Your instructions: Put every line of the records below into a JSON list of strings, one string per line, with blank lines omitted.

Data provided:
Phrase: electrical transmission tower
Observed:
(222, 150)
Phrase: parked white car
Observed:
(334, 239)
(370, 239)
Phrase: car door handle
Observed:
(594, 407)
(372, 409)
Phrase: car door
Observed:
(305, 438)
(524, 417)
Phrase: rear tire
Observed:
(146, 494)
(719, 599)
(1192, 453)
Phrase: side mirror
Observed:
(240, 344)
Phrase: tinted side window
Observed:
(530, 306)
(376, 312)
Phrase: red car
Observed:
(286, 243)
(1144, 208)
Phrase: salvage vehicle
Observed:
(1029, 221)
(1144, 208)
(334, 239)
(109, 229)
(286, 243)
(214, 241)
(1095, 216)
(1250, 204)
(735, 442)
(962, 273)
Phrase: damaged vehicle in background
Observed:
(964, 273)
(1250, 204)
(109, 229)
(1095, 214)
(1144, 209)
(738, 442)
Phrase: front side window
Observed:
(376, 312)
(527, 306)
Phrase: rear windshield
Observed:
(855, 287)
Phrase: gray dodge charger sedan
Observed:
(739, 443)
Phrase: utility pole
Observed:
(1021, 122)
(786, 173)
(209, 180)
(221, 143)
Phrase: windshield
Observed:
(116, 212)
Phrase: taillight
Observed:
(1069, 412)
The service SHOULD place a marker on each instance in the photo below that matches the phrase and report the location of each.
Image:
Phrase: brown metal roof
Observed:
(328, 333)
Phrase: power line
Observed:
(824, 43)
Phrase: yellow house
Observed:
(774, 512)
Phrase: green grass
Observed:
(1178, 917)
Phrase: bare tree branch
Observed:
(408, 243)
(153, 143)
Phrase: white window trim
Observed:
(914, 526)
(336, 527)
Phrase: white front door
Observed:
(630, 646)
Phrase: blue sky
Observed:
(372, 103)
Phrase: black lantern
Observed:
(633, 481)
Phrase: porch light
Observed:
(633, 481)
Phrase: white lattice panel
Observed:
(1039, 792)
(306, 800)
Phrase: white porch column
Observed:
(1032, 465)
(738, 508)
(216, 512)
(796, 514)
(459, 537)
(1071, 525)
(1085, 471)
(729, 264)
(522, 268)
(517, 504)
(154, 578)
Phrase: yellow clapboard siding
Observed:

Task solution:
[
  "Phrase: electrical transmission tower",
  "Observed:",
  "(222, 150)",
  "Phrase: parked white car",
  "Observed:",
  "(334, 239)",
  "(370, 239)",
  "Phrase: car door handle",
  "Observed:",
  "(594, 407)",
  "(372, 409)",
  "Phrase: car door",
  "Observed:",
  "(305, 438)",
  "(524, 417)",
  "Phrase: rear tire",
  "Observed:",
  "(146, 494)",
  "(719, 599)",
  "(1192, 453)",
  "Phrase: side mirror",
  "Observed:",
  "(240, 344)",
  "Phrase: tinted side window",
  "Observed:",
  "(530, 306)",
  "(376, 312)",
  "Phrase: red car",
  "Observed:",
  "(286, 243)",
  "(1144, 208)",
  "Phrase: salvage vehicle",
  "Observed:",
  "(1029, 221)",
  "(1144, 208)",
  "(334, 239)",
  "(109, 229)",
  "(286, 243)",
  "(214, 241)",
  "(1095, 216)",
  "(1250, 204)",
  "(735, 442)",
  "(962, 273)",
  "Phrase: damaged vehicle in background",
  "Observed:",
  "(964, 273)",
  "(1250, 204)",
  "(109, 229)",
  "(1095, 214)",
  "(1144, 209)",
  "(738, 442)",
  "Phrase: front side window",
  "Observed:",
  "(376, 312)",
  "(527, 306)",
  "Phrase: rear windshield",
  "Observed:",
  "(855, 287)",
  "Phrase: gray dodge charger sedan",
  "Observed:",
  "(739, 443)",
  "Phrase: utility pole",
  "Observed:",
  "(1021, 122)",
  "(786, 173)",
  "(209, 180)",
  "(221, 143)",
  "Phrase: windshield",
  "Observed:",
  "(116, 212)",
  "Phrase: taillight",
  "Observed:",
  "(1069, 412)",
  "The service SHOULD place a marker on each instance in the photo below that matches the phrase and report the location of each.",
  "Image:",
  "Phrase: brown metal roof",
  "Observed:",
  "(328, 333)",
  "Phrase: power line",
  "Observed:",
  "(824, 43)",
  "Phrase: yellow house",
  "Observed:",
  "(774, 512)",
  "Phrase: green grass",
  "Observed:",
  "(1178, 917)",
  "Phrase: bare tree branch",
  "Observed:",
  "(408, 243)",
  "(153, 143)",
  "Phrase: white window trim",
  "Observed:",
  "(914, 526)",
  "(336, 527)",
  "Phrase: white front door",
  "Observed:",
  "(630, 646)",
  "Phrase: blue sky",
  "Observed:",
  "(372, 103)",
  "Phrase: black lantern",
  "Observed:",
  "(633, 481)",
  "Phrase: porch light",
  "Observed:",
  "(633, 481)",
  "Phrase: white lattice panel",
  "Observed:",
  "(1039, 792)",
  "(306, 800)",
  "Phrase: white porch column",
  "Observed:",
  "(1032, 465)",
  "(738, 508)",
  "(216, 512)",
  "(796, 514)",
  "(459, 537)",
  "(1071, 525)",
  "(1085, 471)",
  "(729, 264)",
  "(522, 268)",
  "(517, 504)",
  "(154, 578)",
  "Phrase: yellow clapboard siding",
  "Observed:"
]